**Available data**

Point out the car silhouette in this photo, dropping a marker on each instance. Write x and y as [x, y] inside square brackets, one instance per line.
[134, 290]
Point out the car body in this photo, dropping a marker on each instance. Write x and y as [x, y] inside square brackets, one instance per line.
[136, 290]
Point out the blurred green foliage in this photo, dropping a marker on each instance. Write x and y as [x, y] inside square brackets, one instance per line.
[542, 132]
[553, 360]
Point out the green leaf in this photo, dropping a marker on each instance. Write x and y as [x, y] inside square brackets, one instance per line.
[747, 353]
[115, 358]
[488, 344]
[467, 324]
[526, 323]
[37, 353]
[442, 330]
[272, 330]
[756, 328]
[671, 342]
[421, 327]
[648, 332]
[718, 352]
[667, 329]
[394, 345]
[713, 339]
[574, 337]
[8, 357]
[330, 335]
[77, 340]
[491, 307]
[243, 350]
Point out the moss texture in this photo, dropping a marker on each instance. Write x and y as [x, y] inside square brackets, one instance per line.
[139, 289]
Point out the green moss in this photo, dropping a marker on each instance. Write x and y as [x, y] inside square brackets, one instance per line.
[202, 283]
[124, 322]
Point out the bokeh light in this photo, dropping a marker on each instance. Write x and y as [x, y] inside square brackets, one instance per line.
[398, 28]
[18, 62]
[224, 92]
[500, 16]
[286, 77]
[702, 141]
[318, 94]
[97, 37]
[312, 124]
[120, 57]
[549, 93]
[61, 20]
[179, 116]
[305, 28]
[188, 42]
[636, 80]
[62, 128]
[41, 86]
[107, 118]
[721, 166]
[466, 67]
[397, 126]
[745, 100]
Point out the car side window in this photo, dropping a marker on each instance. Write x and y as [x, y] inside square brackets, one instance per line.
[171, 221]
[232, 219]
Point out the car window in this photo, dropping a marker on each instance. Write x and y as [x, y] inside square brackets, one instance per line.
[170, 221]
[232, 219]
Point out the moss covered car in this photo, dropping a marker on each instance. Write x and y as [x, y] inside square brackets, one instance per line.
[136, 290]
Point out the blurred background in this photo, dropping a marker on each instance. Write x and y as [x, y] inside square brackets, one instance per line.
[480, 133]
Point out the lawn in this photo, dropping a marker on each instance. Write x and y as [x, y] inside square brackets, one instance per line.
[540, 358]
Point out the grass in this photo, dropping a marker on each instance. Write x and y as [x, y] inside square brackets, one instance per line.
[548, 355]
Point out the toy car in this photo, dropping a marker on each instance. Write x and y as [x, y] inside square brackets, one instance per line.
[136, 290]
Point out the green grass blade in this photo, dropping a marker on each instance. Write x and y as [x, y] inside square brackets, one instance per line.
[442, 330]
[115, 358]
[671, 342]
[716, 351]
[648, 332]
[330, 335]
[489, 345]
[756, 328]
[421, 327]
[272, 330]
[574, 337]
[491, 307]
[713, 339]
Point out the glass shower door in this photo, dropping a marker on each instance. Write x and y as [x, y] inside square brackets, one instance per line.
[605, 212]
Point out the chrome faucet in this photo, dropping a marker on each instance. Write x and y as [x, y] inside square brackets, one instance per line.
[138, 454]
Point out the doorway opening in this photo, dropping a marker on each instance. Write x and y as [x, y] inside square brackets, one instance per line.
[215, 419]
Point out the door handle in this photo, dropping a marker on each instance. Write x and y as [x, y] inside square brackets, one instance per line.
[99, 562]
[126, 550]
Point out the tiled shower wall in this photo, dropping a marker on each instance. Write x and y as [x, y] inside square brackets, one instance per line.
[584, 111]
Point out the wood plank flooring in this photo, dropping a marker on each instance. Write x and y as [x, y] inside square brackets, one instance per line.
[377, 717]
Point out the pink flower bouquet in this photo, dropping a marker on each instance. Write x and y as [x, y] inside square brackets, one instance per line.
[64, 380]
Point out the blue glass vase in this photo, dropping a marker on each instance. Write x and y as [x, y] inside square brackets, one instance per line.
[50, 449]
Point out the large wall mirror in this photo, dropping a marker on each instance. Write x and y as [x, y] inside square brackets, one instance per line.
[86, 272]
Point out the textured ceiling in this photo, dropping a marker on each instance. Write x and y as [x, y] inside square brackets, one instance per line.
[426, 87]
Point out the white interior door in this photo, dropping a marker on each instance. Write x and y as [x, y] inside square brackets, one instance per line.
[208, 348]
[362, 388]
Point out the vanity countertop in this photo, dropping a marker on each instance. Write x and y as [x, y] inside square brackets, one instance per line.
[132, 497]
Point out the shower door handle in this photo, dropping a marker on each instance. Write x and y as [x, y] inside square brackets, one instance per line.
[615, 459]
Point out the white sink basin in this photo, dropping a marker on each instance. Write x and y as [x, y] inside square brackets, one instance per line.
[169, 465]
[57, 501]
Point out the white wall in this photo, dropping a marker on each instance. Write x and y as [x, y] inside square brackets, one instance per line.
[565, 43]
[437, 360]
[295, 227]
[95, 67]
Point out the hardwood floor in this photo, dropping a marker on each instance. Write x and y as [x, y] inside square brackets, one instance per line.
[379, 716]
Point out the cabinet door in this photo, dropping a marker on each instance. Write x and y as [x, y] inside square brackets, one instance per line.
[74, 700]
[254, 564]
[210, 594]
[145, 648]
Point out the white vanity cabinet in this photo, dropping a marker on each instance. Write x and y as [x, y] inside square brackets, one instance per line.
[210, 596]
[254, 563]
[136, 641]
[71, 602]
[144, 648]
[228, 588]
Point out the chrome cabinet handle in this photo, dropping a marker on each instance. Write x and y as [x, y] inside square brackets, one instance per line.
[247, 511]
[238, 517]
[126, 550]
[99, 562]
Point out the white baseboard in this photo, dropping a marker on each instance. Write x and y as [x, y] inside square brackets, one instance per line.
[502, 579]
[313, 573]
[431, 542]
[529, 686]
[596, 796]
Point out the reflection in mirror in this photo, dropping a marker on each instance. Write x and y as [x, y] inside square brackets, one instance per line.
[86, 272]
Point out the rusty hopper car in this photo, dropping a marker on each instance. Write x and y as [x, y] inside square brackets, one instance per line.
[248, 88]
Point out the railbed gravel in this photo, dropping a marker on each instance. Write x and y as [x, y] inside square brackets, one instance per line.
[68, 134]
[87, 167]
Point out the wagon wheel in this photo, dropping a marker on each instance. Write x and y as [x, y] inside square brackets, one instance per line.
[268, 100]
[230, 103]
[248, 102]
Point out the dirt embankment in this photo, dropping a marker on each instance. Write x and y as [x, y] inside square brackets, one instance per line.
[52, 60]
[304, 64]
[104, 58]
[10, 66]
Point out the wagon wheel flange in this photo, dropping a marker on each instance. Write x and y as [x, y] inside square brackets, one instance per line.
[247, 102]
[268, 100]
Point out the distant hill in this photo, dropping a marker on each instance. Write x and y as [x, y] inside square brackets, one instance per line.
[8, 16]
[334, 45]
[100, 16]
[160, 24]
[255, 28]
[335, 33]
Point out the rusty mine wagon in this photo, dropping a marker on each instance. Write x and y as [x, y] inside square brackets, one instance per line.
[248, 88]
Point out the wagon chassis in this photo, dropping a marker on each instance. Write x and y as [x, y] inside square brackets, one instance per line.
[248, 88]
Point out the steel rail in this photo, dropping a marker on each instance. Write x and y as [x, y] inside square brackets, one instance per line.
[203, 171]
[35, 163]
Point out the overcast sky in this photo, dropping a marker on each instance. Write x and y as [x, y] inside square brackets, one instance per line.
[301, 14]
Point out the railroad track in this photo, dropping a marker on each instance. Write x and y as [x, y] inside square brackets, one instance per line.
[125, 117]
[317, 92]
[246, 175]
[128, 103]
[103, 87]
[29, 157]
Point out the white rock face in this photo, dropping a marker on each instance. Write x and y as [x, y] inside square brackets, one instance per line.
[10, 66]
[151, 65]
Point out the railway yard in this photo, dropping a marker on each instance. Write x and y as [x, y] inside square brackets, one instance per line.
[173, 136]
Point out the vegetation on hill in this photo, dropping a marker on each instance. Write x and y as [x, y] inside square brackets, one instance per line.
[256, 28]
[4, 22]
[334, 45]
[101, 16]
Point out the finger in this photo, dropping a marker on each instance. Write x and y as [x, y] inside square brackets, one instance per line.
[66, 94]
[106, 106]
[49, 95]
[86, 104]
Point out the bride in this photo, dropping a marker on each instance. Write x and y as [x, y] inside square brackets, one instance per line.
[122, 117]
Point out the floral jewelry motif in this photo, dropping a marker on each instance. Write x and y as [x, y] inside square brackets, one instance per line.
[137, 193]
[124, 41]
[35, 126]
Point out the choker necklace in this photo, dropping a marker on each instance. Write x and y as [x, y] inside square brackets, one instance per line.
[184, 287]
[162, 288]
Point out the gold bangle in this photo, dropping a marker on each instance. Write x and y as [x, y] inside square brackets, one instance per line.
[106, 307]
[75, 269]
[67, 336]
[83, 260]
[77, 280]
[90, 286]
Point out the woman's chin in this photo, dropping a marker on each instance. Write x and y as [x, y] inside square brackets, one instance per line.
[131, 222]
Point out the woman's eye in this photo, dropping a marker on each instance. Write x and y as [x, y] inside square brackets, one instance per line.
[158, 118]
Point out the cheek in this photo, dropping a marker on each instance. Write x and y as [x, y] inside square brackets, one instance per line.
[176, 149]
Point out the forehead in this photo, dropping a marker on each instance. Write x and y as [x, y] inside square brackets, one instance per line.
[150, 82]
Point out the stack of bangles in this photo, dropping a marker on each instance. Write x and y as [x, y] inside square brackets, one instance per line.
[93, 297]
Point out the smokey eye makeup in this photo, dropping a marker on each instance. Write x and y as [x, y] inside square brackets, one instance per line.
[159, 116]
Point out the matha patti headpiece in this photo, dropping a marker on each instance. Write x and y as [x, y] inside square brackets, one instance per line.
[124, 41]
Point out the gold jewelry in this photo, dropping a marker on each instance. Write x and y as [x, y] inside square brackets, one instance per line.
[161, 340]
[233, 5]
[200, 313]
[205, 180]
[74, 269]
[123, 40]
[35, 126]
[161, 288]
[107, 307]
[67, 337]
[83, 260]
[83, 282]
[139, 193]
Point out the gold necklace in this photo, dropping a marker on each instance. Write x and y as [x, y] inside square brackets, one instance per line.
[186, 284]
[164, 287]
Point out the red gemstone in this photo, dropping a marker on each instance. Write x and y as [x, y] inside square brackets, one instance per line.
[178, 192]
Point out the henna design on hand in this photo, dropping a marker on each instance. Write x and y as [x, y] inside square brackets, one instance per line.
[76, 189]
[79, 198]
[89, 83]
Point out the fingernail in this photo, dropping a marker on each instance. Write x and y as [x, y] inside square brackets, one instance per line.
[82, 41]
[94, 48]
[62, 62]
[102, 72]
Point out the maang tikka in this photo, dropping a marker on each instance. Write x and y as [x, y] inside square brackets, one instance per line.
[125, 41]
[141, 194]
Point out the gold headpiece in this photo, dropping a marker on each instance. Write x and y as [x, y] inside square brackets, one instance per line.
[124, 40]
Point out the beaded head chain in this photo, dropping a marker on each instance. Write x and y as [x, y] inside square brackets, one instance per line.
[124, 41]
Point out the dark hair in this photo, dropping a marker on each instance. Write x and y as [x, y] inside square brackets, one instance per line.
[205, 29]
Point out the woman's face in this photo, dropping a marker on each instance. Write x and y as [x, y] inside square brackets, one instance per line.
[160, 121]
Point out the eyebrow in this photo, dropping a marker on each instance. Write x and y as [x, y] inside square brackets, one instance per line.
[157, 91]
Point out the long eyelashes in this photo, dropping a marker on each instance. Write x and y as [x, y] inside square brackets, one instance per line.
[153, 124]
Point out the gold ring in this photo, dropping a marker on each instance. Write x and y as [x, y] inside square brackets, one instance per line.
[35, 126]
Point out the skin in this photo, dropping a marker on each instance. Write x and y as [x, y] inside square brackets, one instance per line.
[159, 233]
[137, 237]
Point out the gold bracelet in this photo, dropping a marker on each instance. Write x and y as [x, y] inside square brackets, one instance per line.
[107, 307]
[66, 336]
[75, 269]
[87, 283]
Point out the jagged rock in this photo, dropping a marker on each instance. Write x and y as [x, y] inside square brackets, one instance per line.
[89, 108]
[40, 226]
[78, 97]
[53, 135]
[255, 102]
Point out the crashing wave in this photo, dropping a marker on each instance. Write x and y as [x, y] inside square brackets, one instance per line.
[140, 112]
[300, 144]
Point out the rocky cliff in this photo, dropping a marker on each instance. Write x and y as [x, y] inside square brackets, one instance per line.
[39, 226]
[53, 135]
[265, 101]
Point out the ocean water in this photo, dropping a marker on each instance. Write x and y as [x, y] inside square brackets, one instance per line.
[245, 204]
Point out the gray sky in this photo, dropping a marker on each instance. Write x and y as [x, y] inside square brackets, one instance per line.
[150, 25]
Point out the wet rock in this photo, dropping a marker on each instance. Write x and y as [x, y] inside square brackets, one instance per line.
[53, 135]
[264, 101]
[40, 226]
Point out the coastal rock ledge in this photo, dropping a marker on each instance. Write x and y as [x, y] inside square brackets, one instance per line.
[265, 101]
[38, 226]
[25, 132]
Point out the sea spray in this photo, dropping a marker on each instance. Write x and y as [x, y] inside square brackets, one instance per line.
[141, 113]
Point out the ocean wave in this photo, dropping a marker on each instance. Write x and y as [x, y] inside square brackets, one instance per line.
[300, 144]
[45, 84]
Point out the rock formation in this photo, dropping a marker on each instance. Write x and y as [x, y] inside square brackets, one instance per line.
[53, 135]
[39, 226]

**Directions**
Your answer must be the line holding "Point out the wet" and every later line of the entries above, written out exactly, and nothing else.

**Final answer**
Point out the wet rock in this photo, dropping a marker on each instance. Write x and y as [x, y] inside square brackets, one instance per line.
[53, 135]
[264, 101]
[40, 226]
Point out the coastal rock ledge in this photo, dropping a marker on each instance. Write x and y as [x, y] inside square brackets, one instance per line.
[265, 101]
[38, 226]
[25, 132]
Point out the sea spray in this photo, dropping a marker on each instance. Write x and y as [x, y] inside square brackets, one instance per line.
[141, 113]
Point out the ocean wave in this photo, dropping a marker on each instance. Write x and y as [x, y] inside square brackets, one instance per line.
[300, 144]
[45, 84]
Point out the rock formation in this photo, dropping a marker on each instance. Write x and y as [x, y] inside square brackets, one instance per line.
[53, 135]
[39, 226]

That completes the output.